**Text section**
__________________________________________________

Legitimate questions can be raised about the propriety of some of this activism; attorneys general are essentially unaccountable players in the regulatory system, rarely required to seek approval of voters or state legislators before embarking on any particular crusade. Nevertheless, the impact of their intervention has been profound, and has rippled through diverse sectors of the economy.

These days, when industries come to Washington pleading for uniform federal regulation, they're not paying homage to the growing importance of Congress. They are expressing their desire to be free of the regulatory and litigational wild card that attorneys general-- especially acting in concert--have come to represent. New York's Eliot Spitzer, with his suits and settlements against the most important companies on Wall Street, is the symbol of the new state regulatory order, but only the symbol. Attorney general activism is an instrument of political power that has spread across the country in a remarkably short time, and it is unlikely to go away anytime soon.

One of the most interesting testaments to this new order--certainly one of the most ironic--has been the shifting stance of conservative free-market intellectuals, and especially that of Michael Greve, of the American Enterprise Institute's Federalism Project. Five years ago, when Greve wrote his influential book, "Real Federalism," he expounded the traditional conservative doctrine that the federal government was too intrusive in regulating the economy and that courts should re-direct more jurisdiction to the states. Today, he is arguing that more federal preemption is needed to save corporate America from the effects of cumbersome and conflicting state laws that threaten to hinder the nation's commerce. Greve and the free-marketeers haven't changed positions because they think states are weaklings or victims in the federal system; they have changed their minds because states have found a weapon no one ever expected them to find, and are using it in a way the free-market forces don't like.

__________________________________________________

Image point grounding data:
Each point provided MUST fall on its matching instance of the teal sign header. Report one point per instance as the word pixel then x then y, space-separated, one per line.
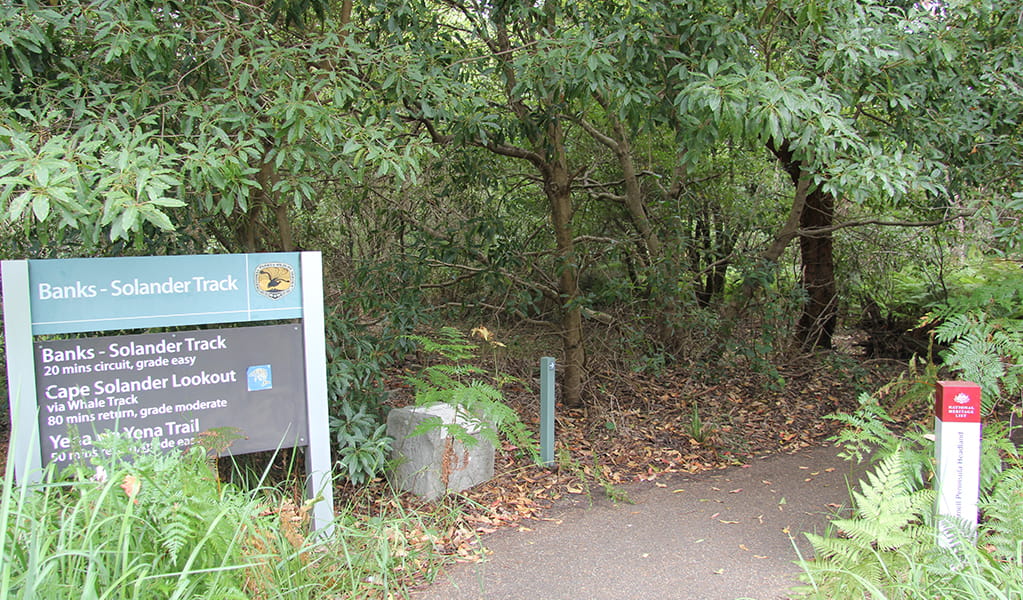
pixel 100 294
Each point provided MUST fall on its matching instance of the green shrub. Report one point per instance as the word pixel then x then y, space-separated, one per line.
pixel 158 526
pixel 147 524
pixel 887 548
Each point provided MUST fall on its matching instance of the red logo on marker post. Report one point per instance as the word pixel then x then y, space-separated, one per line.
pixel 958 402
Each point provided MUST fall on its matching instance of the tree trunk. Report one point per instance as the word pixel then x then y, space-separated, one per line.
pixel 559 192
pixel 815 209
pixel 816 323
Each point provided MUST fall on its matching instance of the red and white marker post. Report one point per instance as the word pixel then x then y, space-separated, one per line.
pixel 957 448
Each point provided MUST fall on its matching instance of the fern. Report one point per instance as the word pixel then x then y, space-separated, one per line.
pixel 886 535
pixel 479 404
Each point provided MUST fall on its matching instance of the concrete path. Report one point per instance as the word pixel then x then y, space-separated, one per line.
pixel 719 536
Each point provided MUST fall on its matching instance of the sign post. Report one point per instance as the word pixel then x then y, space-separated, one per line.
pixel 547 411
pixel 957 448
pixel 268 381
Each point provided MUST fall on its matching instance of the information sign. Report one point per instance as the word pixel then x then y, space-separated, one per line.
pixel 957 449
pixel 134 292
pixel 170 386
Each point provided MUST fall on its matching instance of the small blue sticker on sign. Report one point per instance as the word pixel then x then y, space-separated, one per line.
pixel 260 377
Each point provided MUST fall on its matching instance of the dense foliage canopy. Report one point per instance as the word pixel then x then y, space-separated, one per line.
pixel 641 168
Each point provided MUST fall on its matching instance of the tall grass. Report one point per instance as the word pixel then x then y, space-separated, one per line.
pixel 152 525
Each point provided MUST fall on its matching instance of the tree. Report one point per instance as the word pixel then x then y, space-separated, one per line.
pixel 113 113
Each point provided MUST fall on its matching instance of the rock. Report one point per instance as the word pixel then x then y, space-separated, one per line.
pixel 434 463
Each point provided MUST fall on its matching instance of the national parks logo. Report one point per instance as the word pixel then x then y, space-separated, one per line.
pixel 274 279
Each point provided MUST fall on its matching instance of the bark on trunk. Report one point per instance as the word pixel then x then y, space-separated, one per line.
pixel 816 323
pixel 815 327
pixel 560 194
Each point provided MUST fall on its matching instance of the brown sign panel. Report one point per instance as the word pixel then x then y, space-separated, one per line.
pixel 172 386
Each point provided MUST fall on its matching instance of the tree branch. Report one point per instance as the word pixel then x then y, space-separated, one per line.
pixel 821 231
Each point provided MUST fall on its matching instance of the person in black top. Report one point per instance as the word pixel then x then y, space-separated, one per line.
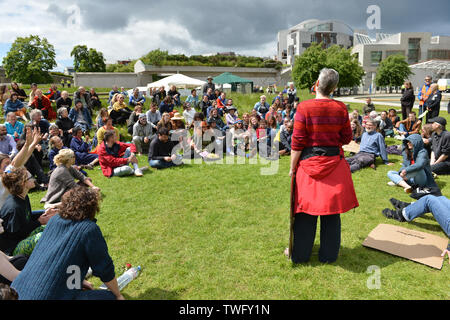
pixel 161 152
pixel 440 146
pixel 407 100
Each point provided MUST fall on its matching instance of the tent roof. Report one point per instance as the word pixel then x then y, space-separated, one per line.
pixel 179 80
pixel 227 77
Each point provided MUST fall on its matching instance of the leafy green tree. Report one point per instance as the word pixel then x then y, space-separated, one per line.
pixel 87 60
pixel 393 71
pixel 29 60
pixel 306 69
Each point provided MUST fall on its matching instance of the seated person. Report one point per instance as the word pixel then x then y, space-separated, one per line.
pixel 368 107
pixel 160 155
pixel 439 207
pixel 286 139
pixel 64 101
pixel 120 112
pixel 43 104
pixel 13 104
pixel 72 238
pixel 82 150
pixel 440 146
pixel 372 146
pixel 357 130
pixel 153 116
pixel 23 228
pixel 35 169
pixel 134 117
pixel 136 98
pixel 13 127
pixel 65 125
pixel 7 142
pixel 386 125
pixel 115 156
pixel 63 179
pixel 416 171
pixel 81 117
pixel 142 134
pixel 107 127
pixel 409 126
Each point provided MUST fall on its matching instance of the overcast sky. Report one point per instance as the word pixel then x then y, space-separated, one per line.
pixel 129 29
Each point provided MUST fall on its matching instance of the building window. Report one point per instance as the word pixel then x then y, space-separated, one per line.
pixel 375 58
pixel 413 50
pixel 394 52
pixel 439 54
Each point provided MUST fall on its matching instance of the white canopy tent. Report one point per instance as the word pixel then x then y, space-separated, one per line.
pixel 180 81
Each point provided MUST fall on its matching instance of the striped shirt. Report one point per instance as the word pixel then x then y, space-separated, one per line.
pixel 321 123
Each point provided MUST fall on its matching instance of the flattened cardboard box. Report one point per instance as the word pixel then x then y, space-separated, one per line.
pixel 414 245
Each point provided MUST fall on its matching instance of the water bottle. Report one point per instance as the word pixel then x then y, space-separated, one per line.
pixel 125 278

__________________________________________________

**Tasks for this exercise**
A – Please answer these questions using the passage on state attorneys general:
(i) Who is named as the symbol of the new state regulatory order?
(ii) What was the title of the book Michael Greve wrote five years ago?
(iii) Which American Enterprise Institute effort is Greve associated with?
B – Write the next part of the passage on state attorneys general, picking up after its final sentence.

**Task-by-task outputs**
A –
(i) New York's Eliot Spitzer
(ii) "Real Federalism"
(iii) The Federalism Project

B –
When you add up all of these factors, it's hard not to conclude that the current round of wailing about state victimization is somehow misplaced. Of course, a lot depends on what you mean by victimization. If your point is that Washington isn't showing the state governments a great deal of respect these days, then undeniably you are right. A Congress loaded with conservative Republicans who used to preach the virtues of devolution has become perversely fond of issuing mandates to states without offering to pay for them; failing to live up to previous promises to help with jointly sponsored programs; and listening attentively to the complaints of any organized industry that thinks state officials are being unfair to it. If it's decent treatment from Washington that the states care most about, I can see why they're feeling despondent.

But if you look at things from a slightly different angle, and judge the relevance of state governments by their ability to generate creative policy solutions and force their way into vital national debates--in that case, I think you have to say the states are doing rather well for themselves these days. This may not quite be the golden age of state-level innovation that took place in the years before World War I, but it's not exactly a moment of stagnation, either.

Yes, Washington is picking on the states, reneging on its commitments to them and chipping away at their freedom to regulate the economy. And that's frustrating. But think of it this way: That isn't taking place because the states are weaklings. It's because they are troublemakers. What's happening to the states right now may be a long way from full and just partnership in the American governmental system. But it's a long way from irrelevance, too.